■ **PROVIDED DATA**
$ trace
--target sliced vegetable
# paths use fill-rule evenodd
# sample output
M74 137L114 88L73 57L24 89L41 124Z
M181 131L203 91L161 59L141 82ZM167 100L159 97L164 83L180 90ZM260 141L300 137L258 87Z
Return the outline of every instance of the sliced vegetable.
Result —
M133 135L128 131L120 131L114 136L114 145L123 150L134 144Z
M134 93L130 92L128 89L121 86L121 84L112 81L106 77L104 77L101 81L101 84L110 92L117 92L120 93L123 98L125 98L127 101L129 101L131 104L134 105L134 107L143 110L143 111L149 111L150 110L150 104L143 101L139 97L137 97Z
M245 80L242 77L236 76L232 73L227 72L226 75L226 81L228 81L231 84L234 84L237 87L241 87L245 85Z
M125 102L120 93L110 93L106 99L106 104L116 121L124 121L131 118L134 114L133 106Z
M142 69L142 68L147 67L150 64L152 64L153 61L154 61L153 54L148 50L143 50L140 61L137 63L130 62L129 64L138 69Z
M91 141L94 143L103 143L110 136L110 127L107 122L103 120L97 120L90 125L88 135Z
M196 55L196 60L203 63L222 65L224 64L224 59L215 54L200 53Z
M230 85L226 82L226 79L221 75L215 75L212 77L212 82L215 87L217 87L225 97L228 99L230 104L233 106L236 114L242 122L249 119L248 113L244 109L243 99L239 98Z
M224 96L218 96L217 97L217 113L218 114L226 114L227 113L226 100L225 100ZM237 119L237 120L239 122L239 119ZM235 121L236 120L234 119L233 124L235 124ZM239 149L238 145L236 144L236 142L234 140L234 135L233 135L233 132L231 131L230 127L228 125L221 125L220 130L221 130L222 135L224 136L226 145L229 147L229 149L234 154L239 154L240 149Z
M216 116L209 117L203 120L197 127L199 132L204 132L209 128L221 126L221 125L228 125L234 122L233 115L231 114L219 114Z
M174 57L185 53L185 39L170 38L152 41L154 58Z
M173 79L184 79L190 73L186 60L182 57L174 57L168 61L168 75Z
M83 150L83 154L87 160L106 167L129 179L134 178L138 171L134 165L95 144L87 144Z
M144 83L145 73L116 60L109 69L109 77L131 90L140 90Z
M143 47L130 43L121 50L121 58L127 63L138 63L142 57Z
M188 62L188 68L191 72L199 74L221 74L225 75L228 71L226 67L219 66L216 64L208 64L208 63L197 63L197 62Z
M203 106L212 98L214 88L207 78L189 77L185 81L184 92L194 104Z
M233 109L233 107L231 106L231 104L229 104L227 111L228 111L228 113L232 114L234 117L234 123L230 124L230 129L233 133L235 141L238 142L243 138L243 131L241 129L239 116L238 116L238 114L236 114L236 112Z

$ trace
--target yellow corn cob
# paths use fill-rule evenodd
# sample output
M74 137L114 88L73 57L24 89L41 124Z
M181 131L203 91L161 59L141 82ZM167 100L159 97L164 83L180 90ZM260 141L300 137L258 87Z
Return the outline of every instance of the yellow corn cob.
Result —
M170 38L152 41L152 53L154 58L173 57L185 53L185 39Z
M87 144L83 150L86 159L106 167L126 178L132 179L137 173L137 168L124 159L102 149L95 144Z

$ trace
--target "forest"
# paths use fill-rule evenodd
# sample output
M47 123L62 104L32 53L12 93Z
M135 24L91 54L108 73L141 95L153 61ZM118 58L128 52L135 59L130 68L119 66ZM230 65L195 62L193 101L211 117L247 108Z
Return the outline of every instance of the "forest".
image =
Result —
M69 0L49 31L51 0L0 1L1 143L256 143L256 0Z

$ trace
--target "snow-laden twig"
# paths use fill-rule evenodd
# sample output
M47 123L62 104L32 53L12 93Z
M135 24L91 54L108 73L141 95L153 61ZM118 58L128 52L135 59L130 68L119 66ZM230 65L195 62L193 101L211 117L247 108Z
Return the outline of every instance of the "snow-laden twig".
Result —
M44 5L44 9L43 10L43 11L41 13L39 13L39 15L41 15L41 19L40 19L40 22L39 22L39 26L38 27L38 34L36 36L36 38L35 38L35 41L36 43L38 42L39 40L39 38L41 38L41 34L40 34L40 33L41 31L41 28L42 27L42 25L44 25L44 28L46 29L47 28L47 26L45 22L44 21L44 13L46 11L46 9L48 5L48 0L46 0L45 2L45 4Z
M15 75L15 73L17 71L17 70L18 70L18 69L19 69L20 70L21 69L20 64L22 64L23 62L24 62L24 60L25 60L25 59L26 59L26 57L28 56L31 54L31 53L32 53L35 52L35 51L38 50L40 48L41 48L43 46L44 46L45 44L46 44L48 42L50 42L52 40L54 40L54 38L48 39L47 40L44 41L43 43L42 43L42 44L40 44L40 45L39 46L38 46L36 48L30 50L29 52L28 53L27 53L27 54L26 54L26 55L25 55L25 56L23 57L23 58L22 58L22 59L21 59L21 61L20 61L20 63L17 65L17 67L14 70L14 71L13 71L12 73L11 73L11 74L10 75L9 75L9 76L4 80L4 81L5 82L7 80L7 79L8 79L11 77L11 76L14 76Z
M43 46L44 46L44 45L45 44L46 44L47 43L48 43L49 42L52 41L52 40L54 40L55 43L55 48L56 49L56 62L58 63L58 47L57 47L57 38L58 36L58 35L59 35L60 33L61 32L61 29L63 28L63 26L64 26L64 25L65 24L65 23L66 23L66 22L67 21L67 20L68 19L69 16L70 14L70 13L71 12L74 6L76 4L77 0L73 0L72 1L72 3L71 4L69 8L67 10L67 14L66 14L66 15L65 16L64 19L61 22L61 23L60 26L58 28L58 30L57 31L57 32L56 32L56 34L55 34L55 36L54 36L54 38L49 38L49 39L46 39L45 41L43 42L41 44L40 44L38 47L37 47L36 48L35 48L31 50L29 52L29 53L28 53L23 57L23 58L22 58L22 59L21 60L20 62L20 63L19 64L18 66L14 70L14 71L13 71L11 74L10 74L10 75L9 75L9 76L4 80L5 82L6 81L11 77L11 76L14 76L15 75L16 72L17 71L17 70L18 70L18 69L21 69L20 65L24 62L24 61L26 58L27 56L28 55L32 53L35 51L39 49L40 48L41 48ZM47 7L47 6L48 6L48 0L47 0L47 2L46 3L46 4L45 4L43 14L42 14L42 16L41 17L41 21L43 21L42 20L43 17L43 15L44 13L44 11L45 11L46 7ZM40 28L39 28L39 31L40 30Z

■ **EXERCISE REQUIREMENTS**
Arrange every line of the listing above as a JSON list of strings, one string per line, leaving out blank lines.

■ **EXERCISE ANSWER**
[
  "$ trace",
  "--target sliced vegetable",
  "# paths use fill-rule evenodd",
  "# sample output",
  "M74 137L114 88L73 57L24 89L41 124Z",
  "M181 131L203 91L161 59L141 82ZM167 100L159 97L164 83L180 90ZM260 141L300 137L258 87Z",
  "Return the outline of every instance of the sliced vegetable.",
  "Result —",
  "M133 135L128 131L120 131L114 136L114 145L123 150L134 144Z",
  "M134 93L130 92L128 89L121 86L121 84L112 81L106 77L104 77L101 81L101 84L110 92L117 92L120 93L123 98L125 98L127 101L129 101L131 104L134 105L134 107L143 110L143 111L149 111L150 110L150 104L143 101L139 97L137 97Z",
  "M245 80L242 77L236 76L232 73L227 72L226 75L226 81L228 81L231 84L234 84L237 87L241 87L245 85Z",
  "M125 102L120 93L110 93L106 99L106 104L116 121L124 121L131 118L134 114L133 106Z",
  "M142 69L142 68L147 67L150 64L152 64L153 61L154 61L153 54L148 50L143 50L140 61L137 63L130 62L129 64L138 69Z",
  "M91 141L94 143L103 143L110 136L110 127L107 122L103 120L97 120L90 125L88 135Z",
  "M196 55L196 60L203 63L222 65L224 64L224 59L215 54L200 53Z",
  "M230 85L226 82L226 79L221 75L215 75L212 77L212 82L215 87L217 87L225 97L228 99L230 104L233 106L236 114L242 122L249 119L248 113L244 109L243 99L239 98Z",
  "M224 96L218 96L217 97L217 113L218 114L226 114L227 113L226 100L225 100ZM237 119L237 120L239 122L239 119ZM235 121L236 120L234 119L233 124L235 124ZM239 149L238 145L236 144L236 142L234 140L234 135L233 135L233 132L231 131L230 127L228 125L221 125L220 130L221 130L222 135L224 136L226 145L229 147L229 149L234 154L239 154L240 149Z",
  "M216 116L209 117L203 120L197 127L199 132L204 132L209 128L221 126L221 125L228 125L234 122L233 115L231 114L219 114Z",
  "M174 57L185 53L185 39L170 38L152 41L154 58Z",
  "M173 79L184 79L190 73L186 60L182 57L174 57L168 61L168 75Z",
  "M83 150L83 154L87 160L106 167L129 179L134 178L138 171L134 165L95 144L87 144Z",
  "M144 83L145 73L116 60L109 69L109 77L131 90L140 90Z",
  "M143 47L130 43L121 50L121 58L127 63L138 63L142 57Z",
  "M188 62L188 68L191 72L199 74L221 74L225 75L228 71L226 67L219 66L216 64L208 64L208 63L197 63L197 62Z",
  "M203 106L212 98L214 88L207 78L189 77L185 81L184 92L194 104Z",
  "M233 109L233 107L231 106L231 104L229 104L227 111L228 111L228 113L232 114L234 117L234 123L230 124L230 129L233 133L235 141L238 142L243 138L243 131L241 129L239 116L238 116L238 114L236 114L236 112Z",
  "$ trace",
  "--target yellow corn cob",
  "# paths use fill-rule evenodd",
  "# sample output",
  "M74 137L114 88L73 57L24 89L41 124Z",
  "M181 131L203 91L161 59L141 82ZM167 100L159 97L164 83L180 90ZM260 141L300 137L258 87Z",
  "Return the outline of every instance of the yellow corn cob.",
  "Result —",
  "M170 38L152 41L152 53L154 58L173 57L185 53L185 39Z",
  "M87 144L83 150L86 159L106 167L126 178L132 179L137 173L137 168L124 159L102 149L95 144Z",
  "$ trace",
  "--target \"forest\"",
  "# paths use fill-rule evenodd",
  "# sample output",
  "M47 123L62 104L32 53L12 93Z",
  "M135 24L91 54L108 73L141 95L153 61ZM118 58L128 52L135 59L130 68L119 66ZM230 65L195 62L193 101L211 117L247 108Z",
  "Return the outline of every instance of the \"forest\".",
  "image =",
  "Result —",
  "M69 0L49 31L51 0L0 1L1 143L256 143L256 0Z",
  "$ trace",
  "--target \"snow-laden twig\"",
  "# paths use fill-rule evenodd",
  "# sample output",
  "M47 123L62 104L32 53L12 93Z",
  "M135 24L91 54L108 73L141 95L153 61ZM118 58L128 52L135 59L130 68L119 66ZM230 65L195 62L193 101L211 117L247 108Z",
  "Return the outline of every instance of the \"snow-laden twig\".",
  "Result —",
  "M44 5L44 9L43 10L43 11L41 13L39 13L39 15L41 15L41 19L40 19L40 22L39 22L39 26L38 27L38 34L36 36L36 38L35 38L35 41L36 43L38 42L39 40L39 38L41 38L41 34L40 34L40 33L41 31L41 28L42 27L42 25L44 25L44 28L46 29L47 28L47 26L45 22L44 21L44 13L46 11L46 9L48 5L48 0L46 0L45 2L45 4Z",
  "M15 75L15 73L17 71L17 70L18 70L18 69L19 69L20 70L21 69L20 64L22 64L23 62L24 62L24 60L25 60L25 59L26 59L26 57L28 56L31 54L31 53L32 53L35 52L35 51L38 50L40 48L41 48L43 46L44 46L45 44L46 44L48 42L50 42L52 40L54 40L54 38L48 39L47 40L44 41L43 43L42 43L42 44L40 44L40 45L39 46L38 46L36 48L30 50L29 52L28 53L27 53L27 54L26 54L26 55L25 55L25 56L23 57L23 58L22 58L22 59L21 59L21 61L20 61L20 63L17 65L17 67L14 70L14 71L13 71L12 73L11 73L11 74L10 75L9 75L9 76L4 80L4 81L5 82L7 80L7 79L8 79L11 77L11 76L14 76Z",
  "M43 46L44 46L44 45L45 44L46 44L47 43L48 43L49 42L52 41L52 40L54 40L55 43L55 48L56 49L56 62L58 63L58 47L57 47L57 38L58 36L58 35L59 35L60 33L61 32L61 29L63 28L63 26L64 26L64 25L65 24L65 23L66 23L66 22L67 21L67 20L68 19L69 16L70 14L70 13L71 12L74 6L76 4L77 0L73 0L72 1L72 3L71 4L69 8L67 10L67 14L66 14L66 15L65 16L64 19L61 22L61 23L60 26L58 28L58 30L57 31L57 32L56 32L56 34L55 34L55 36L54 36L54 38L49 38L49 39L46 39L45 41L43 42L41 44L40 44L38 47L37 47L36 48L35 48L31 50L29 52L29 53L28 53L23 57L23 58L22 58L22 59L21 60L20 62L20 63L19 64L18 66L14 70L14 71L13 71L11 74L10 74L10 75L9 75L9 76L4 80L5 82L6 81L11 77L11 76L14 76L15 75L16 72L17 71L17 70L18 70L18 69L21 69L20 65L24 62L24 61L26 58L27 56L28 55L32 53L35 51L39 49L40 48L41 48ZM47 7L47 6L48 6L48 0L47 0L47 2L46 3L46 4L45 4L43 14L42 14L42 16L41 17L41 21L43 21L42 20L43 17L43 15L44 13L44 11L45 11L46 7ZM40 28L39 28L39 31L40 30Z"
]